What the task asks: Print the line that contains "negative clicks: (162, 42) (143, 27)" and every line that follows it in the data below, ending with the final line; include nothing else.

### Supplied material

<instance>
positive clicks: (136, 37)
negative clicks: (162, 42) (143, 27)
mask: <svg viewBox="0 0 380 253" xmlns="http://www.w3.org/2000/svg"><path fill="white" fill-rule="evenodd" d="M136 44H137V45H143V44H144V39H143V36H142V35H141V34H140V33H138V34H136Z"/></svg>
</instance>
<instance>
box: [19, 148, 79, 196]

######

Response to the exercise:
negative clicks: (162, 42) (143, 27)
mask: <svg viewBox="0 0 380 253" xmlns="http://www.w3.org/2000/svg"><path fill="white" fill-rule="evenodd" d="M136 44H137V45H143V44H144V39H143V36H142V35H141V34H140V33H138V34H136Z"/></svg>
</instance>
<instance>
box: [19, 148, 79, 196]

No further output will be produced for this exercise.